_INFORMATION PROVIDED_:

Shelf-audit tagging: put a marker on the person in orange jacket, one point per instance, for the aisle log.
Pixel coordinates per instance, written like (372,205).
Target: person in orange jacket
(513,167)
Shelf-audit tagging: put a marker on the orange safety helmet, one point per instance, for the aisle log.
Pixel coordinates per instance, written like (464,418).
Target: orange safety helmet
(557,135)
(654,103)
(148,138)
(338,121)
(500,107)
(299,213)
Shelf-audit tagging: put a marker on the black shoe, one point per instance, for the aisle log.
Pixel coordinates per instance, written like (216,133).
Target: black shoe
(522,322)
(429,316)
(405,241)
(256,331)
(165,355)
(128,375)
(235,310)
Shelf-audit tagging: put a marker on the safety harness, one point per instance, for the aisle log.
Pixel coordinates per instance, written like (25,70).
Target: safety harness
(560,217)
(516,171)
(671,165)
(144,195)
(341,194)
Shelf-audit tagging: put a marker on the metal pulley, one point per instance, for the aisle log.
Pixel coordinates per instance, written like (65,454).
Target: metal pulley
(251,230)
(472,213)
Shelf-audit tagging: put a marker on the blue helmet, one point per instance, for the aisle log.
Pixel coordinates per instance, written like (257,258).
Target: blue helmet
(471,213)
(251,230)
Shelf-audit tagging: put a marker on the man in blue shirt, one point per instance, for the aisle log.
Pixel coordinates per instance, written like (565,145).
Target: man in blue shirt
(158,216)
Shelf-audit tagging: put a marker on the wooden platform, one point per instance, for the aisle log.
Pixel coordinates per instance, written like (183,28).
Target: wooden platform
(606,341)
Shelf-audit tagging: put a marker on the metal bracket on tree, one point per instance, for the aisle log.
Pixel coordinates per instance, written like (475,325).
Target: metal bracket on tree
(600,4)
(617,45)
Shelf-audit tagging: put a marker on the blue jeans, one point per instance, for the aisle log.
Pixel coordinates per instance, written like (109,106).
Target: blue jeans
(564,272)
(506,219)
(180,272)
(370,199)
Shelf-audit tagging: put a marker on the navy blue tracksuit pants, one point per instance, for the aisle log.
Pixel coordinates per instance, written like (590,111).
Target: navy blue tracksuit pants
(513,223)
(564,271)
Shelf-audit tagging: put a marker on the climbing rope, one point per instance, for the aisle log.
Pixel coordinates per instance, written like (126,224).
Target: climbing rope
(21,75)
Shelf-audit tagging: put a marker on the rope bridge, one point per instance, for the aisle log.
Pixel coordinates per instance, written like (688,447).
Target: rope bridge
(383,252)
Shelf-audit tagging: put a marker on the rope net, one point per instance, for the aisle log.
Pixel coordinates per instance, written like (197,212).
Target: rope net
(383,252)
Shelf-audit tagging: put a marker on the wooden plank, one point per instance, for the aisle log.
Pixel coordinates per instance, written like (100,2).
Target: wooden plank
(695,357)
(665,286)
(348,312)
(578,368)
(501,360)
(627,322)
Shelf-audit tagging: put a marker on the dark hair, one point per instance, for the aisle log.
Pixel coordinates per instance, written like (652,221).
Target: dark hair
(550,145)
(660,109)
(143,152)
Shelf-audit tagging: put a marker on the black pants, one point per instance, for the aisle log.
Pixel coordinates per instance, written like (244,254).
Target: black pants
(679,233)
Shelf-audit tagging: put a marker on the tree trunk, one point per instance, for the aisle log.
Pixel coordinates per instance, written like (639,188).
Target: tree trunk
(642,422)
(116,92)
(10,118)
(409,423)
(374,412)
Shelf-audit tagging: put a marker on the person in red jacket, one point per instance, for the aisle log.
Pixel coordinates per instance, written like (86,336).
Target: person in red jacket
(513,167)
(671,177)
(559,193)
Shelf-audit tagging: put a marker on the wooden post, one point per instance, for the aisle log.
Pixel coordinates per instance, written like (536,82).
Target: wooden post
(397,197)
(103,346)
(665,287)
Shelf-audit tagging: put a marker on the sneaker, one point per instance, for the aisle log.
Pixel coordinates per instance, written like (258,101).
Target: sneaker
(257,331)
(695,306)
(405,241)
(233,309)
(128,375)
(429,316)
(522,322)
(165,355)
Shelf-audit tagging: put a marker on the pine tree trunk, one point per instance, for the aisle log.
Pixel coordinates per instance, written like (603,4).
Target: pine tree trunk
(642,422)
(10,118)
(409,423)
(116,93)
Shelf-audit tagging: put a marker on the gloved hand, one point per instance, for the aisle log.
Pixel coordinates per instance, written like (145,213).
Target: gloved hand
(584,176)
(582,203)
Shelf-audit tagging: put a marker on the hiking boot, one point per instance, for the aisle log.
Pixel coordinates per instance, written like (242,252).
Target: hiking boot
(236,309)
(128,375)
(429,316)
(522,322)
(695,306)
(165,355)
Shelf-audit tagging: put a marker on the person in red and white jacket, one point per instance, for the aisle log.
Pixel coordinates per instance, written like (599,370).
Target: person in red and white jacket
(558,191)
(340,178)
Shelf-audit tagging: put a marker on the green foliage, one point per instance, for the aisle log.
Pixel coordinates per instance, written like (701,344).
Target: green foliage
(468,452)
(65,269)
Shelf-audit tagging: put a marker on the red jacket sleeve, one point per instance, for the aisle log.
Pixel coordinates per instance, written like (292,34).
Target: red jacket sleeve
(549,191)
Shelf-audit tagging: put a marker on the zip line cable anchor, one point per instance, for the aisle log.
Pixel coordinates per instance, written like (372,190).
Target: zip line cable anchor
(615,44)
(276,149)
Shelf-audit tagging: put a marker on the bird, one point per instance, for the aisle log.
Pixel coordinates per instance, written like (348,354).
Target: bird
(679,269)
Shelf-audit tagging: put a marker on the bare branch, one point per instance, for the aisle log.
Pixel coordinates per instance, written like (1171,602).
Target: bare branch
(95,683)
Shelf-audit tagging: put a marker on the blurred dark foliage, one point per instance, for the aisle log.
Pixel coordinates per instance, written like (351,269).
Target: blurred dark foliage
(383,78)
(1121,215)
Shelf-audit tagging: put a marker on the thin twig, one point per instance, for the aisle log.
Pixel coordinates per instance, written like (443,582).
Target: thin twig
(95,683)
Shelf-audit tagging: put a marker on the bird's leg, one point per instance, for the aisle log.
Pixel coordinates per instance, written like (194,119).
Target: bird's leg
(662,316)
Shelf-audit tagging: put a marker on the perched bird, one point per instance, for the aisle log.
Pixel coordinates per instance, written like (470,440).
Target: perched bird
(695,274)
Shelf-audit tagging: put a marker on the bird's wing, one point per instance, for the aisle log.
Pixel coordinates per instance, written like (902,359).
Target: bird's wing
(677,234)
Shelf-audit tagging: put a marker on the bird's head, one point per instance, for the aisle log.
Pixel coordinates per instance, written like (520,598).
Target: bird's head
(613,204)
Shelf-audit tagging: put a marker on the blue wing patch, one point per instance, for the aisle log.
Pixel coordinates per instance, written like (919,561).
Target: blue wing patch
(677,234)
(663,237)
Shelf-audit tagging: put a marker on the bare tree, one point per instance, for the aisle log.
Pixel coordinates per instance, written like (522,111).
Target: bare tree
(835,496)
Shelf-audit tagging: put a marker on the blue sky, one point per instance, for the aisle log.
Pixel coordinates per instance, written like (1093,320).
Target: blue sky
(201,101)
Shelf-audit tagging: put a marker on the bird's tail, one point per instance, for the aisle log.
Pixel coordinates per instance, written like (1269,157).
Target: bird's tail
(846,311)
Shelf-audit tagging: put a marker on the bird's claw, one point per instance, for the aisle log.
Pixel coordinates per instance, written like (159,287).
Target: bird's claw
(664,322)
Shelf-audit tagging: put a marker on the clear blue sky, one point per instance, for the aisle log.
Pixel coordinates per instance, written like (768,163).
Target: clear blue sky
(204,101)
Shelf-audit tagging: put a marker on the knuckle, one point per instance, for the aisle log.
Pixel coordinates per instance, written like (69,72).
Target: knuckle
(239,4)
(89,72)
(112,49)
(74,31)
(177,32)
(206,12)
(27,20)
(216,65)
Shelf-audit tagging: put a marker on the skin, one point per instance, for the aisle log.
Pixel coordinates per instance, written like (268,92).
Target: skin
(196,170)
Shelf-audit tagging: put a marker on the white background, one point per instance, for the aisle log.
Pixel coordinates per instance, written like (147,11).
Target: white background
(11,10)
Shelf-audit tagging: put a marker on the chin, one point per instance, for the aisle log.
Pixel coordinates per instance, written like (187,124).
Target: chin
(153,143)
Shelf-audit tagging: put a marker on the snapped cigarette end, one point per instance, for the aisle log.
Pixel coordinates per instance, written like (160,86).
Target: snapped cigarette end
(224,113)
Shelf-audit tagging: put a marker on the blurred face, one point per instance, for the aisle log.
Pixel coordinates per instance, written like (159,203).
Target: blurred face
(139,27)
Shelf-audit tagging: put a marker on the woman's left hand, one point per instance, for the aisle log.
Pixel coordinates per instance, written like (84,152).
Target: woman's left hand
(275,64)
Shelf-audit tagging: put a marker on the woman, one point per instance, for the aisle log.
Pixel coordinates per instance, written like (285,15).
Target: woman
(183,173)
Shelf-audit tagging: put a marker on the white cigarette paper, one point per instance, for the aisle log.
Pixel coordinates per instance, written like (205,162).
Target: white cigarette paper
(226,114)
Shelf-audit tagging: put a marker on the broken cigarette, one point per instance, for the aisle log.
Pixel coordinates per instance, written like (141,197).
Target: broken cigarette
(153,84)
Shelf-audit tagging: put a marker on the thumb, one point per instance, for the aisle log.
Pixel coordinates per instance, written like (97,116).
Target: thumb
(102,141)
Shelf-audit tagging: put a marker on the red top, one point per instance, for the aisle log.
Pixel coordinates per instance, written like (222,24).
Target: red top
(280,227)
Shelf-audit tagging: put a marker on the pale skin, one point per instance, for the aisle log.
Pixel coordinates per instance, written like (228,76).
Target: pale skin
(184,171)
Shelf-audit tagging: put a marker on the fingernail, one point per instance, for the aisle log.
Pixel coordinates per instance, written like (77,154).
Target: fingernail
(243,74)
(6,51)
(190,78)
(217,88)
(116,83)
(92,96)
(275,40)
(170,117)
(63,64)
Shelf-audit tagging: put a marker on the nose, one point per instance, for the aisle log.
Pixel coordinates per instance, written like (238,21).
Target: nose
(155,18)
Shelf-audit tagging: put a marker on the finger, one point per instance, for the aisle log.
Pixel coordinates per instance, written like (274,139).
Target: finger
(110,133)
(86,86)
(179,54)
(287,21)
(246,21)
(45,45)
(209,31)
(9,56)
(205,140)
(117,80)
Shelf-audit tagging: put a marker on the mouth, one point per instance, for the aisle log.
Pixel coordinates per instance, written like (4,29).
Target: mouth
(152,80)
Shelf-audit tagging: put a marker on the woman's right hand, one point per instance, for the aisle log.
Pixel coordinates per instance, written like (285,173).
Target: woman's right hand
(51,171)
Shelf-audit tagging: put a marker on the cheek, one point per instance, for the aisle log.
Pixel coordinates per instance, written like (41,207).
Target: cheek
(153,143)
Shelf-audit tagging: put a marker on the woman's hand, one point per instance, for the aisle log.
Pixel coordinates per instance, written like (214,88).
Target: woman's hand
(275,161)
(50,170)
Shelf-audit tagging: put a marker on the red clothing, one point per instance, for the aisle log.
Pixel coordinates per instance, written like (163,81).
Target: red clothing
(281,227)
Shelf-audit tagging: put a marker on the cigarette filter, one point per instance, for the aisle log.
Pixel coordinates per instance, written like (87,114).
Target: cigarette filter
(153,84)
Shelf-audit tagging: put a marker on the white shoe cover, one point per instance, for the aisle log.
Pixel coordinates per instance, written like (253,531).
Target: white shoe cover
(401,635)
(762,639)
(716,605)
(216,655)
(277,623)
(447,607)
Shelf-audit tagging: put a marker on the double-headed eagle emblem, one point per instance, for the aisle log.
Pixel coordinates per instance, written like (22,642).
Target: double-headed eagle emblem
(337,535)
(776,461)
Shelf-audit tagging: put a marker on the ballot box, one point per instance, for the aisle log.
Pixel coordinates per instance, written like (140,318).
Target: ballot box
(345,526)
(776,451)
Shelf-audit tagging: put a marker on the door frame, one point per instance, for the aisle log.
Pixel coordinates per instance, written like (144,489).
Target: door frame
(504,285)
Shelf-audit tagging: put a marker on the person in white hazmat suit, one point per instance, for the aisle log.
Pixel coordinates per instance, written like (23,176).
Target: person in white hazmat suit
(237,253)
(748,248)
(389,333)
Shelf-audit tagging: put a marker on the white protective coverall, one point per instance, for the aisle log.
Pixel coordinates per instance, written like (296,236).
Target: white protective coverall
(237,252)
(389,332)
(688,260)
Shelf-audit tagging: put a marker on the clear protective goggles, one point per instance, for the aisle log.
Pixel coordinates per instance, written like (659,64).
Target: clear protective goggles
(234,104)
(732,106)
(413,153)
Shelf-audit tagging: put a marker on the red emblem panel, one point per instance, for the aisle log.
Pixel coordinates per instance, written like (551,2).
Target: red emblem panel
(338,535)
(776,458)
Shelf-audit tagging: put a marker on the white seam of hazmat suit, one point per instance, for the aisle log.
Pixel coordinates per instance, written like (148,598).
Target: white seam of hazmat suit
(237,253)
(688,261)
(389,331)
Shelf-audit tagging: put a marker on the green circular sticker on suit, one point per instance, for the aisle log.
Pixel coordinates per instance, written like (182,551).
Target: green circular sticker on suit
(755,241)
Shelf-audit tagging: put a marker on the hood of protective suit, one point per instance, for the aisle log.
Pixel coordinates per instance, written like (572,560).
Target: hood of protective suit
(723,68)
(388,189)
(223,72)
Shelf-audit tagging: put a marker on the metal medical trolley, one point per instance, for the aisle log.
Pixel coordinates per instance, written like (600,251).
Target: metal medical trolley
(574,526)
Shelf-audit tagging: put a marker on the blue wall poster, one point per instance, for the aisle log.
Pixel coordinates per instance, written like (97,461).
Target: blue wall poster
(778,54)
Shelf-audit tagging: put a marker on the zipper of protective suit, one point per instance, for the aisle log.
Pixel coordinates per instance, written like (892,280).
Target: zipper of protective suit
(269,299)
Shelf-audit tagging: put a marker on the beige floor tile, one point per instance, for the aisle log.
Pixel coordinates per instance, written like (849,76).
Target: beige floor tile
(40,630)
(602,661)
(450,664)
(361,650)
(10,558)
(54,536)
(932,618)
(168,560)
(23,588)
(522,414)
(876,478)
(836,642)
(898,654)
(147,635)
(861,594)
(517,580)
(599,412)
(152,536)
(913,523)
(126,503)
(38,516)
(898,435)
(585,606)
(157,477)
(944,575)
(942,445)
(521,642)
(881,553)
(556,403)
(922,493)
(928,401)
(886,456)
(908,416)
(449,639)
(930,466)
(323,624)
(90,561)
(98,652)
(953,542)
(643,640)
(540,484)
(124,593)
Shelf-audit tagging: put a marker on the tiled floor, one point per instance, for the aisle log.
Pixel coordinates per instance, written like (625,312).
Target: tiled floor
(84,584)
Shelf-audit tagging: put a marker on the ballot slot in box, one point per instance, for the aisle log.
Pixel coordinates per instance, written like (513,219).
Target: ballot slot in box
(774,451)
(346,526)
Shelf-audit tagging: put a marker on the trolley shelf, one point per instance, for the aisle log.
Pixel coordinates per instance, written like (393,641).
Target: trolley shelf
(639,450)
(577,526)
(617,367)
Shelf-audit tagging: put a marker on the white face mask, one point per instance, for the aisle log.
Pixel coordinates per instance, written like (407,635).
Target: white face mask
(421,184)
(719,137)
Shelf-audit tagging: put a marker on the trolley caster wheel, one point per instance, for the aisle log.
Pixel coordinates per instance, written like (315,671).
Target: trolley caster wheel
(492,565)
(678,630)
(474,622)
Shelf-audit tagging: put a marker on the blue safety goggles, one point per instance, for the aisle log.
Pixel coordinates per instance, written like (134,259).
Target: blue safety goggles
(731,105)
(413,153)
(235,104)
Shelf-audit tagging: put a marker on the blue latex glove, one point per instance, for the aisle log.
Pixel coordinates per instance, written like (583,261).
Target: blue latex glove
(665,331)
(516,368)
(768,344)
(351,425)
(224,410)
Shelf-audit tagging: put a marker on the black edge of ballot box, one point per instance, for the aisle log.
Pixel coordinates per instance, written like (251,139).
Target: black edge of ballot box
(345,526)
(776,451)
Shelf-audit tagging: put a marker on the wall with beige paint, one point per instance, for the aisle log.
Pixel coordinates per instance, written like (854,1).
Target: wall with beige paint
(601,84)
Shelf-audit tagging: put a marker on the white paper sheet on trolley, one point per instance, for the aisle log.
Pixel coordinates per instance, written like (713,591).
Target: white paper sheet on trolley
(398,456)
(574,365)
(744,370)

_SET TASK_: Reproduce exactly, with nothing added, the lines from the one that contains "Shelf-audit tagging: put a marker on the blue safety" to the end of the data.

_COMPLETED TASK_:
Shelf-audit tagging: put a marker on the blue safety goggles, one point per instance, for the aisle log.
Pixel coordinates per instance, written like (134,259).
Target: blue safety goggles
(731,105)
(413,153)
(235,104)
Shelf-audit tagging: put a marker on the blue latex glove, one point per instance, for the aisle log.
Pixel coordinates per instance, written like (583,261).
Target: blue latex glove
(665,331)
(516,368)
(768,344)
(351,425)
(224,410)
Shelf-audit tagging: put a marker on the black edge of ballot box, one point per instance, for the aisle log.
Pixel coordinates per instance, written like (251,139).
Target: black edge of ballot box
(345,526)
(776,451)
Shelf-audit tagging: put a marker on the wall with beige paint, one point per instance, for the aisle log.
Pixel coordinates per instance, written like (854,1).
Target: wall with beige paint
(601,84)
Shelf-audit tagging: put a marker on the white paper sheet on trolley, one point per instance, for the aisle log.
Pixel coordinates per instance, written like (713,591).
Target: white paper sheet on trolley
(398,456)
(574,365)
(744,370)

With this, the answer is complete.